Your task: Give again, word for word, only the lines from the one containing "Where can the woman's blonde" through the final line.

Records:
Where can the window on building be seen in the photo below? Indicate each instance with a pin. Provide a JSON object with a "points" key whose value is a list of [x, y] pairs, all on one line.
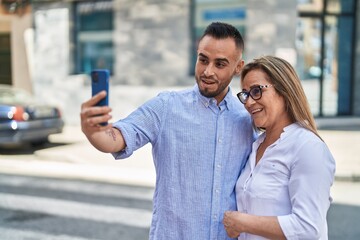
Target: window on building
{"points": [[324, 45], [94, 36]]}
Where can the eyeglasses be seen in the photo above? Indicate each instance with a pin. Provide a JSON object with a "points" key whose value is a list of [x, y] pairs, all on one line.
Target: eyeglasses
{"points": [[255, 93]]}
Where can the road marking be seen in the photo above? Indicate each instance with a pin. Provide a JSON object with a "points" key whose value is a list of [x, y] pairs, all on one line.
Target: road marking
{"points": [[127, 216], [11, 234], [77, 186]]}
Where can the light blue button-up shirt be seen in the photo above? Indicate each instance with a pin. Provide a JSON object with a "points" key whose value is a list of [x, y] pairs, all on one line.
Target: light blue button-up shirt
{"points": [[199, 149]]}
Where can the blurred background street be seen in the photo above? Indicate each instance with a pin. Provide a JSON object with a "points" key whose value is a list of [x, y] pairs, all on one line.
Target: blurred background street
{"points": [[60, 187]]}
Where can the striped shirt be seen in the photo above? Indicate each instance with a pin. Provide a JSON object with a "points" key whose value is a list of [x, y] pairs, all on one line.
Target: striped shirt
{"points": [[199, 149]]}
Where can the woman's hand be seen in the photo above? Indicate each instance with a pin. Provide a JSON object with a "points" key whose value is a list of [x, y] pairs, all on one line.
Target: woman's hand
{"points": [[232, 224]]}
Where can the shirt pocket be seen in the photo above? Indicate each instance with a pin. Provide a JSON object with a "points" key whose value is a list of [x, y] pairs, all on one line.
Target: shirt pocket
{"points": [[272, 181]]}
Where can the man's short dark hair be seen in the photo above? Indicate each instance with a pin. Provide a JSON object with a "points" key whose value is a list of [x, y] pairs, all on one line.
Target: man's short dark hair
{"points": [[220, 30]]}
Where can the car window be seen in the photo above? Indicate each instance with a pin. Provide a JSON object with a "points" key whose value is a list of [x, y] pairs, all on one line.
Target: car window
{"points": [[15, 96]]}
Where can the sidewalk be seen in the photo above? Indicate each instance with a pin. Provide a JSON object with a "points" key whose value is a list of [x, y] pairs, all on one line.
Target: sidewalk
{"points": [[76, 158]]}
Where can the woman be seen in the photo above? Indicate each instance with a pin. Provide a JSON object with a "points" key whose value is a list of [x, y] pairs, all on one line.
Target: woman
{"points": [[284, 190]]}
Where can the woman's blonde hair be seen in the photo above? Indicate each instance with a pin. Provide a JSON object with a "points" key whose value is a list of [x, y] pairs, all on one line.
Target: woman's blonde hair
{"points": [[282, 75]]}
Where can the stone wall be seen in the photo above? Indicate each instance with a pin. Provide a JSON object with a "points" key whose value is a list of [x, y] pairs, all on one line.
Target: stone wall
{"points": [[356, 87], [152, 42], [271, 28]]}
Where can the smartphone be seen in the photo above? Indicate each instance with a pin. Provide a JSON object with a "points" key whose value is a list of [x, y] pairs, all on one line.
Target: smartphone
{"points": [[99, 82]]}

Answer to the problem:
Where can the woman's blonde hair be seen in the photo above? Indicate each instance with a pin. Provide a JSON object with a "points" key whose value is a list of [x, y] pairs, all on one line.
Target: woman's blonde hair
{"points": [[282, 75]]}
Where can the stone wall be seen in the photo above? Indicate each instance with a pin. Provide a JSON object with a "points" key whose value is a list of [x, y] pairs, all on one line.
Target: stone wall
{"points": [[356, 87], [152, 42], [271, 28]]}
Where can the smartphone be seen in the photo above? Indicate each instance with a pin. Provide a JSON object with a "points" key whose value is a list of [x, y] pairs, all on one line.
Target: smartphone
{"points": [[99, 82]]}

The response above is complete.